[DATA PROVIDED]

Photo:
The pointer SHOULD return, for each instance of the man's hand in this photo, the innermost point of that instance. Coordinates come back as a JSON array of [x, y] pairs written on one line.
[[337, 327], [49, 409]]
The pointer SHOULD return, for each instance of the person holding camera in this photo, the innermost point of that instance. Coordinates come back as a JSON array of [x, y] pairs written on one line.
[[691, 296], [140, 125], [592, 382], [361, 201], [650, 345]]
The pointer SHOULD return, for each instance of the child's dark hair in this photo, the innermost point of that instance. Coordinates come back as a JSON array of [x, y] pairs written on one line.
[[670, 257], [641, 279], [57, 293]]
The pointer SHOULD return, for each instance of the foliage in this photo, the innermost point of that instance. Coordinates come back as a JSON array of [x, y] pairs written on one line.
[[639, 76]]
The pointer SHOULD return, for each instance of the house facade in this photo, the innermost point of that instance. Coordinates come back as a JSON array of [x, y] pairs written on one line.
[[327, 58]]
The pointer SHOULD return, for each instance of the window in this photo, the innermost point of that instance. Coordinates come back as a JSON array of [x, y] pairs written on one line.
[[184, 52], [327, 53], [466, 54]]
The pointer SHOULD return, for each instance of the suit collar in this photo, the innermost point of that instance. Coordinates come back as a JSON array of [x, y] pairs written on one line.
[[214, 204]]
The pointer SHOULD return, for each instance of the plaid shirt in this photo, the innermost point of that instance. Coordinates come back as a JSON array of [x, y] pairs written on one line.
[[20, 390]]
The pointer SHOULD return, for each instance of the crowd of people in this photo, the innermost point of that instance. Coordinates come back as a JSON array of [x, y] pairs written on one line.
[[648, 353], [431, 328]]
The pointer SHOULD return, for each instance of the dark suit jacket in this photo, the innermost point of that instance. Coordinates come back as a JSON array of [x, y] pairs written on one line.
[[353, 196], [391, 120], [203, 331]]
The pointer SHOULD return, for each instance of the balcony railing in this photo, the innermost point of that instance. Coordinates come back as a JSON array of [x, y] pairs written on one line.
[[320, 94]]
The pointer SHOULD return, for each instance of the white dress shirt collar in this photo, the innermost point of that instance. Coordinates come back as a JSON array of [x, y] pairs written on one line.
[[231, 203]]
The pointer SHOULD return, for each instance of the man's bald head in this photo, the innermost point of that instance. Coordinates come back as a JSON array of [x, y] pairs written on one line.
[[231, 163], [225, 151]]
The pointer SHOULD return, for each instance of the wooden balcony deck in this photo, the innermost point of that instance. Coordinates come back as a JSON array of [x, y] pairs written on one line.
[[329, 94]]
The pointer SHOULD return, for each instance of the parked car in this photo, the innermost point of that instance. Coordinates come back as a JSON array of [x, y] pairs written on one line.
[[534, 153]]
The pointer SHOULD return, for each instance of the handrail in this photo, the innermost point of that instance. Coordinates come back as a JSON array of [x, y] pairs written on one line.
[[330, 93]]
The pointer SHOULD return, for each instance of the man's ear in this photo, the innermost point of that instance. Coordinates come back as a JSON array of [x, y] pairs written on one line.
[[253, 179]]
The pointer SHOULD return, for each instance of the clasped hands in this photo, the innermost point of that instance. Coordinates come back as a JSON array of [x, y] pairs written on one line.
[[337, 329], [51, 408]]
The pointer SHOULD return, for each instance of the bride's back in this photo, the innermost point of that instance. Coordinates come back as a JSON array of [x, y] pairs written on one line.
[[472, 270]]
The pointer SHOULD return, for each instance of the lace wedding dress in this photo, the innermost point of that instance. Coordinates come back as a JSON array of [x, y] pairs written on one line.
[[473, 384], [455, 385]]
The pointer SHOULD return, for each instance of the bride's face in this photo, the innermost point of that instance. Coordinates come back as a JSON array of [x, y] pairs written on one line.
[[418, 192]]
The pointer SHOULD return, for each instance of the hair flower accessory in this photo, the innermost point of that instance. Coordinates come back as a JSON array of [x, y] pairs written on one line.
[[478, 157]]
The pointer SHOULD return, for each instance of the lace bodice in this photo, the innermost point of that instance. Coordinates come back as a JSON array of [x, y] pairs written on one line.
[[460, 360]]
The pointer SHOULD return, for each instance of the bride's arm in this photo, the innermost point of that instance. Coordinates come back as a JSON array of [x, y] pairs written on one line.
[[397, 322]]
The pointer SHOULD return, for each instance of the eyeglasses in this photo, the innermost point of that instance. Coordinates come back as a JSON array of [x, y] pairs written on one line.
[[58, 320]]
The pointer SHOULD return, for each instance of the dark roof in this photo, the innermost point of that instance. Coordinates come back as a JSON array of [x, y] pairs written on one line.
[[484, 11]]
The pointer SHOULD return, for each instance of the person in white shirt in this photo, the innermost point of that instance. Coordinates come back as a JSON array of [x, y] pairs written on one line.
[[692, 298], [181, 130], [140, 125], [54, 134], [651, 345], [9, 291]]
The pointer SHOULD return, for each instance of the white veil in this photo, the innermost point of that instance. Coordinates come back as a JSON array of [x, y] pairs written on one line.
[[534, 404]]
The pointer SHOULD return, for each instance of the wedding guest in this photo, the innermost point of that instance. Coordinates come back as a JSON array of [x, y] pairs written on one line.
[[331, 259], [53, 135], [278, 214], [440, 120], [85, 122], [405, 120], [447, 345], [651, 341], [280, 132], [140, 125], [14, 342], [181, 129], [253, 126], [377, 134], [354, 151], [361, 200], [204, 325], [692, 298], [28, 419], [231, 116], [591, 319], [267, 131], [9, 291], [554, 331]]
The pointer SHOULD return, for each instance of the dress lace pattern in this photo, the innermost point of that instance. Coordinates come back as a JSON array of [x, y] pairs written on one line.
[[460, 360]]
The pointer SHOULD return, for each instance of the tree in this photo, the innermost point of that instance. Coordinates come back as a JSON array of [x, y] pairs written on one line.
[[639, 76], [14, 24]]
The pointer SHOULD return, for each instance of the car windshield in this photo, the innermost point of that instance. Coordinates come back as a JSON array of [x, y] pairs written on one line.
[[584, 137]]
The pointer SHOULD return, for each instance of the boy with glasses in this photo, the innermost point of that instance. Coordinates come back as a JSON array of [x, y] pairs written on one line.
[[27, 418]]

[/DATA PROVIDED]

## EXERCISE DIRECTIONS
All of the data shown above must be copied exactly.

## RESPONSE TO THE EXERCISE
Photo:
The pointer SHOULD return, for each instance of the man's hand in this photo, the innermost point of that instance. Coordinates come back as a JSON array of [x, y] pairs written on one line.
[[337, 327], [49, 409]]
The pointer SHOULD return, for each instance of the person holding camera in this photo, the innermost point of that instance. Coordinates come back as a JSON array of [x, y] pairs written on one line.
[[691, 296], [140, 125], [592, 382], [361, 201], [650, 345]]
The pointer SHOULD return, for each instance of the child's dark hair in this photo, the innermost point of that instance. Coordinates come back as a JSON array of [x, y] pairs written on one line.
[[670, 257], [641, 279], [57, 293]]
The pointer SHOULD return, for each instance of the foliage in this photo, the innermost point of that instance. Coordinates come back as a JSON array of [x, y] pairs written on one line.
[[639, 76]]
The pointer SHOULD return, for each instance of the house facade in this photo, the innermost point of that instance. Coordinates come back as a JSON array of [x, y] pairs written on one line.
[[327, 58]]
The pointer SHOULD return, for each instance of the window in this photo, the innermost point of that instance. Coordinates come back as a JSON array of [x, y] pairs written on one line.
[[184, 52], [327, 53], [466, 54]]
The pointer SHOULD return, for each instance of the suit collar in this photo, the innermost point of that instance. Coordinates come back as a JSON array of [x, y] pairs written on one line.
[[214, 204]]
The pointer SHOULD return, for each instance of the plaid shirt in this photo, the innermost point of that instance. Coordinates come back as a JSON array of [x, y] pairs written on one line.
[[20, 390]]
The pointer SHOULD return, for each instance of the crowd of people in this photo, the innermost point of that instance. Coordinates come back as a JSON array of [x, y] pairs written on one line.
[[648, 353], [431, 328]]
The pointer SHOULD return, for each instance of the dark suit jacket in this photo, the innermost point of that instance. Coordinates come back as a JSON array of [x, y] pairs written on one line.
[[353, 196], [391, 120], [203, 331]]
The pointer SHOULD return, for each instance of the balcony railing in this photo, the innermost point of that instance. Coordinates come back as a JSON array of [x, y] pairs written on one line.
[[320, 94]]
The pointer SHOULD return, for each instance of the white dress shirt collar in this photo, the innermost point of that instance. Coordinates come back as a JSON array of [x, y] pairs written on one line.
[[231, 203]]
The pointer SHOULD return, for each instance of the man's bald head in this photo, the innermost point of that instance. Coordinates come back as a JSON array of [x, y] pairs written on one line.
[[231, 163], [225, 151]]
The pointer SHOULD return, for each instance of the wooden balcony deck in this photo, the innermost point of that instance. Coordinates come back as a JSON array of [x, y] pairs written on one line.
[[329, 94]]
The pointer SHOULD return, for each instance of the parked car in this photo, the innermost point of that instance. Coordinates come back as a JSON array of [x, y] pairs written on one line.
[[534, 153]]
The pointer SHOULD return, for each instance of the handrail in this photo, the innermost point of that instance. Coordinates come back as a JSON array of [x, y] pairs written on one line.
[[330, 93]]
The pointer SHOULD return, for each instance of the man's ear in this photo, the innermost point of that instance. Coordinates come back as a JSON array of [x, y] pairs written on one line.
[[253, 179]]
The pointer SHOULD return, for each instance of the clasped hands in this photo, the innermost point of that instance. Coordinates come back as a JSON array of [x, y] pairs written on one line.
[[337, 329], [51, 408]]
The pointer SHOULD return, for each instance of the bride's back in this photo, the innermost point of that instance. Coordinates come back as a JSON array of [x, y] pairs written on one line.
[[472, 270]]
The pointer SHOULD return, for each instance of the lace wedding dress in this photo, the innermost point of that instance. Coordinates come back as a JSON array of [x, y] pairs written on one line.
[[473, 384], [455, 385]]
The pointer SHOULD return, for each instance of the bride's face in this photo, the innermost point of that instance. Coordinates come back as a JSON array of [x, y] pairs written on one line.
[[418, 192]]
The pointer SHOULD return, for each instance of the hair flower accessory in this photo, the innermost point of that instance. Coordinates come back as a JSON array of [x, y] pairs written on one line.
[[478, 157]]
The pointer SHOULD return, for each instance of the lace bodice in this photo, the innermost point of that instance. Coordinates come back as a JSON array of [x, y] pairs written on one line.
[[460, 360]]
The pointer SHOULD return, for each instance of the bride's arm in this photo, the innermost point of that instance. Coordinates come back as a JSON array of [x, y] pairs written on one line.
[[397, 322]]
The pointer SHOULD return, for each instance of the eyeglasses in this photo, the innermost point of that instance. Coordinates come back as a JSON array of [x, y] pairs written on one line.
[[58, 320]]
The pointer SHOULD return, for each instance of the dark roof in this photo, the innermost point of that instance. Coordinates come back as a JSON array of [x, y] pairs written on one line.
[[484, 11]]
The pointer SHOULD return, for each instance of the person in white shirt in this photo, the innermost point of that instance. Coordinates come back as a JSON array of [x, y] pairs written on one line.
[[692, 298], [181, 130], [140, 125], [54, 134], [651, 345], [9, 291]]
The pointer SHOULD return, for each instance of the white veil in this photo, the innermost point of that instance. Coordinates come back as a JSON array of [x, y] pairs written on one line.
[[534, 404]]
The pointer SHOULD return, for each instance of the wedding guest in this photo, the innermost point of that instance. Coordinates come back as a JSON array of [x, y] pairs written on one line.
[[331, 259], [53, 135], [278, 214], [440, 120], [85, 122], [405, 120], [447, 345], [651, 341], [280, 132], [140, 125], [14, 342], [181, 129], [253, 126], [377, 134], [354, 151], [361, 200], [204, 325], [692, 298], [28, 419], [231, 116], [591, 319], [267, 131], [9, 291], [554, 331]]
The pointer SHOULD return, for each instance of the dress lace pattern in this photo, the innermost point of that instance. Coordinates come back as a JSON array of [x, y] pairs written on one line.
[[460, 360]]
The pointer SHOULD return, for each instance of the tree in this photo, the innermost point of that instance. Coordinates come back as a JSON array of [x, y] pairs written on one line.
[[639, 76], [14, 24]]
The pointer SHOULD return, for each instance of the car windshield in this photo, the innermost point of that instance. Coordinates come back as a JSON array of [x, y] pairs written on one line.
[[584, 137]]
The pointer SHOULD return, for each instance of the boy with glasses in this photo, the innermost point of that instance. Coordinates come back as a JSON array of [x, y] pairs written on one line.
[[27, 418]]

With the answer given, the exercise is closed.